** START OF Text segment **

Behind the scenes there are many services working together to ensure our customers’ dashboards are showing the most up-to-date information from all of the integrations we support.
Understanding how these distributed services interact in production is challenging. In the beginning we leaned heavily on dashboards of time series metrics and logs to instrument individual systems, but as we added more services it became harder to understand how the behaviour of one system affected downstream and upstream services. Ben Sigelman wrote a great post about this topic, which reflects our experience working on complex systems.
Over the past couple of years we’ve adopted distributed tracing (via Honeycomb) as a tool for better understanding the work our systems are doing. We’ve found that Honeycomb’s approach to instrumentation and querying allows us to quickly answer questions about our system and customers that would’ve been impossible to answer using time series metrics. It’s now the first tool we reach for when trying to understand production.
That said, there are some tools in our stack that don’t have event-based/distributed tracing instrumentation. Critical parts of our infrastructure such as Consul, Vault, and Envoy only expose their internal state as time series metrics, so we still need to track this data.
We’ve previously written about how we adopted Envoy, and the problems it solves for us.

** END OF Text segment **

# Tasks for this exercise
**A)** Answer these from the passage on distributed tracing:
(i) Which tool provides the distributed tracing?
(ii) Which three parts of the infrastructure expose their internal state only as time series metrics?
(iii) Who wrote the post that reflects the team's experience working on complex systems?
**B)** Locate each line in the rows that contains the word "uniform", and copy those lines.
The passage on distributed tracing and the rows that come after it have no connection to each other.

** START OF Given information **

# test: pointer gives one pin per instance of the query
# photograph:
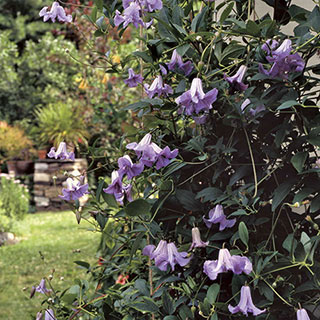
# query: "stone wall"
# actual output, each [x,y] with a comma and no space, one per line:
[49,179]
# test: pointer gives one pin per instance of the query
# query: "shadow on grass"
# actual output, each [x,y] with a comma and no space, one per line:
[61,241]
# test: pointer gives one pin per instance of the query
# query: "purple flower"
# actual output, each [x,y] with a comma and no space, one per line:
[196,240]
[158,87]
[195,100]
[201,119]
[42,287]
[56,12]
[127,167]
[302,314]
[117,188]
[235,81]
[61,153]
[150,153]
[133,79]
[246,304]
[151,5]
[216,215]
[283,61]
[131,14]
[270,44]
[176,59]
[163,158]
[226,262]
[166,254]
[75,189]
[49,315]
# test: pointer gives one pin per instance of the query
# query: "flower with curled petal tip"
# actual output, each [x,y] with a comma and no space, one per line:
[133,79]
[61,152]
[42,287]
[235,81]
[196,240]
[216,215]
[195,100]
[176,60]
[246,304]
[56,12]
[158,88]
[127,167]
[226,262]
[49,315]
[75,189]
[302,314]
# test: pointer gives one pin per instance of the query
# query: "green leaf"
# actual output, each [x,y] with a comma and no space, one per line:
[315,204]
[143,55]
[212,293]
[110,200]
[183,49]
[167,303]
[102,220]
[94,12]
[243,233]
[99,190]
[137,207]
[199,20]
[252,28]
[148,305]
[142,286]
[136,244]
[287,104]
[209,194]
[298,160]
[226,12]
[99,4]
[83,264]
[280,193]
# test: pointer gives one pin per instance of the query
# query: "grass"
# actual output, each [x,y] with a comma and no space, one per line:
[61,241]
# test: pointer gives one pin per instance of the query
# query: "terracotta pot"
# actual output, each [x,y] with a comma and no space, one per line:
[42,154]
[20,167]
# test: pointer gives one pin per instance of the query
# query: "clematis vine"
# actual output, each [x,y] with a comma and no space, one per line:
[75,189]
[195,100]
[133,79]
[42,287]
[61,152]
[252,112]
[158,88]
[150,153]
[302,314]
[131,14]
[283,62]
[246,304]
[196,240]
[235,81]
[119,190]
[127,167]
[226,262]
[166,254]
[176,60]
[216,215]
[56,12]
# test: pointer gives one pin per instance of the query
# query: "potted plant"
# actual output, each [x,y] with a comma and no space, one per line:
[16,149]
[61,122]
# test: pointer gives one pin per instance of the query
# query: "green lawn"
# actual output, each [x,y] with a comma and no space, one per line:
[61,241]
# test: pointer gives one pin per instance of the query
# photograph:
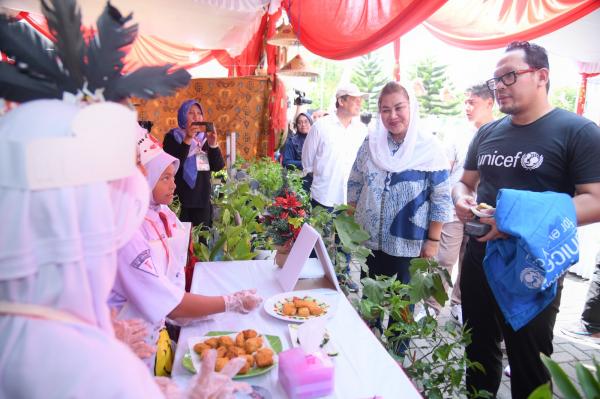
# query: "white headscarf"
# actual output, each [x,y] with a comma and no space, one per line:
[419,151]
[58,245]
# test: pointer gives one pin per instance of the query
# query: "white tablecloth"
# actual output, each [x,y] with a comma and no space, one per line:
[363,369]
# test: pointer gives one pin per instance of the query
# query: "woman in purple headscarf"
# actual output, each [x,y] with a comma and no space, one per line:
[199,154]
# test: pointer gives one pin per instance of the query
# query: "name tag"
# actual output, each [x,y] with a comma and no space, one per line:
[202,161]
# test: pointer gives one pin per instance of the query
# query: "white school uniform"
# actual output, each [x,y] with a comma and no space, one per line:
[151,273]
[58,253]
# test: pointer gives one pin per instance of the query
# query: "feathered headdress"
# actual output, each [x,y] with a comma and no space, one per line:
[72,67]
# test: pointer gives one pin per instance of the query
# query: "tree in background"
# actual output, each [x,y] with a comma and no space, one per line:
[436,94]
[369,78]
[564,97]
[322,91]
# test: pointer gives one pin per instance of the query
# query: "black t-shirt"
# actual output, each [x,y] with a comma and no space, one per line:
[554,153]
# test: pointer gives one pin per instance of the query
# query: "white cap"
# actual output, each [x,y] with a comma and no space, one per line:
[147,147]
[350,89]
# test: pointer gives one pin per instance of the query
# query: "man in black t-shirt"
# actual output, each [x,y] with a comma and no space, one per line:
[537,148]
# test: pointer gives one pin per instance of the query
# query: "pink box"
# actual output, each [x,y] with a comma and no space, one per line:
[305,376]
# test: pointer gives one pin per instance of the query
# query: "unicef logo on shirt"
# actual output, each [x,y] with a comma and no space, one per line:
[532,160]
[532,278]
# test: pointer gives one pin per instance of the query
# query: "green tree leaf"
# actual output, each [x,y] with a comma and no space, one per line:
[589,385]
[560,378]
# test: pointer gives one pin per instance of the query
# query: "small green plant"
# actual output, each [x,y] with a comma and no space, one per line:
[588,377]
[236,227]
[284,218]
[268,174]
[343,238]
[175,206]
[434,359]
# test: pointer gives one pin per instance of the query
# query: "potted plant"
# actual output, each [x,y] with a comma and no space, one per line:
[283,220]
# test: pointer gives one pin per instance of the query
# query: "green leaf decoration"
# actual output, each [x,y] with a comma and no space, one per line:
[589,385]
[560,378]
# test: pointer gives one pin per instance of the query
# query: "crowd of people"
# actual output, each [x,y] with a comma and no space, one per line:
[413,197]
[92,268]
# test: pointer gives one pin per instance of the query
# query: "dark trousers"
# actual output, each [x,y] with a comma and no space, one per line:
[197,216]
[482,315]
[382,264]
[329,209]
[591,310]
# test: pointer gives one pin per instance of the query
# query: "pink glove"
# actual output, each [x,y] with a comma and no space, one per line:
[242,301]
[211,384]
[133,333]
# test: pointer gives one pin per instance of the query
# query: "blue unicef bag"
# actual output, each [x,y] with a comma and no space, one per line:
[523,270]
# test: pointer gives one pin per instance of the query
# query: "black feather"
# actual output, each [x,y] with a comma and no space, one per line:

** END OF Given information **
** START OF Given information **

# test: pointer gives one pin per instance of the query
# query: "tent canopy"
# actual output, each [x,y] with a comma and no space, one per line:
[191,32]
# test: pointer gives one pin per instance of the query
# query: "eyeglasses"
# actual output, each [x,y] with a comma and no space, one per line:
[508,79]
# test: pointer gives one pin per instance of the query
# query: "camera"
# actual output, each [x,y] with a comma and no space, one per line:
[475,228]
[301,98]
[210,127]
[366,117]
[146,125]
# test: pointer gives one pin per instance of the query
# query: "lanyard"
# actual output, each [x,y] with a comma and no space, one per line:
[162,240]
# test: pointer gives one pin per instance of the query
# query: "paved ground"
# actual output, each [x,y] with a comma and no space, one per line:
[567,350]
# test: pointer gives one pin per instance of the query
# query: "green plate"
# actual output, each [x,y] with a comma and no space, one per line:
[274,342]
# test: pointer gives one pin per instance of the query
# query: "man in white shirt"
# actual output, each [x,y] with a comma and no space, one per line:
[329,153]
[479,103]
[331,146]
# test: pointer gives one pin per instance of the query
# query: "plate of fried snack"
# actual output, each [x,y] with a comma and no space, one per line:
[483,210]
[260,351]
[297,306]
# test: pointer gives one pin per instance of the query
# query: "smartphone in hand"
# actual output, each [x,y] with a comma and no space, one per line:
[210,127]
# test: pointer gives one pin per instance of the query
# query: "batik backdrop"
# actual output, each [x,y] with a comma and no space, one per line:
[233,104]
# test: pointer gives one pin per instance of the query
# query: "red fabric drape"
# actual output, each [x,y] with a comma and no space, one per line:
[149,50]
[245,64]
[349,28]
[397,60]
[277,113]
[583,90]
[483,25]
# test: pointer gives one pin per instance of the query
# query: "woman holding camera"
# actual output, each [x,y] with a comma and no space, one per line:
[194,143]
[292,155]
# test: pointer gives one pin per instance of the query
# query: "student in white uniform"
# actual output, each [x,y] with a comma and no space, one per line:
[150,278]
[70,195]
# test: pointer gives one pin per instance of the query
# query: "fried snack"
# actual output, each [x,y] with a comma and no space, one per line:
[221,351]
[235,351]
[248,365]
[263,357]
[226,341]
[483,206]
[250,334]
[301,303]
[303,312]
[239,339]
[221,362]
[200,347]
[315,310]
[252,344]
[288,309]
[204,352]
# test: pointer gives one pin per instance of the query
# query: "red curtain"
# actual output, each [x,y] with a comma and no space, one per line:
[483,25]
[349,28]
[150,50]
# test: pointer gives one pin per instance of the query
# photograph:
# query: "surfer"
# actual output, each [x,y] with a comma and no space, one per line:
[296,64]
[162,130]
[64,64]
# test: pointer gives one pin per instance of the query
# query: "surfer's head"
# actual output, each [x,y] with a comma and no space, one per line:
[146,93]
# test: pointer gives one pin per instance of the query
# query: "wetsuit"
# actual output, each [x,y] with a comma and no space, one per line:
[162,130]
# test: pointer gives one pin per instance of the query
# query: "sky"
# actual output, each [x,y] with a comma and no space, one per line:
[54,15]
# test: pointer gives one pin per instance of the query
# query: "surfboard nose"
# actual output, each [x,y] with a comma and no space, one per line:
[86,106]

** END OF Given information **
** START OF Given information **

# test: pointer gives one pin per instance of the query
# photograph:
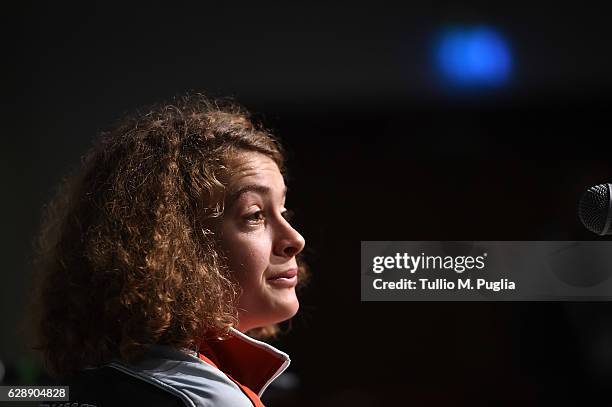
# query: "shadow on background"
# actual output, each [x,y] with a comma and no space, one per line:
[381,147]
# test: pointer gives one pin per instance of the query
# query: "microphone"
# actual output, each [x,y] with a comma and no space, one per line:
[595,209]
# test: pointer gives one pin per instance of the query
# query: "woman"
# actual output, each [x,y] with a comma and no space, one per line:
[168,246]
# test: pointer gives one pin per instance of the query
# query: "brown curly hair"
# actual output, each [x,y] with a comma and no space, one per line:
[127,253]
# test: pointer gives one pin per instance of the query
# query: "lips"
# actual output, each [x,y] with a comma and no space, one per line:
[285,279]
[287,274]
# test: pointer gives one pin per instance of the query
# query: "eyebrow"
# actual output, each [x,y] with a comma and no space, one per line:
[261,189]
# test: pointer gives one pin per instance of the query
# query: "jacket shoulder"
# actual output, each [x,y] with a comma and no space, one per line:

** END OF Given information **

# Correct answers
**A)**
(i) Honeycomb
(ii) Consul, Vault, and Envoy
(iii) Ben Sigelman

**B)**
# query: "white school uniform"
# query: "student in white uniform"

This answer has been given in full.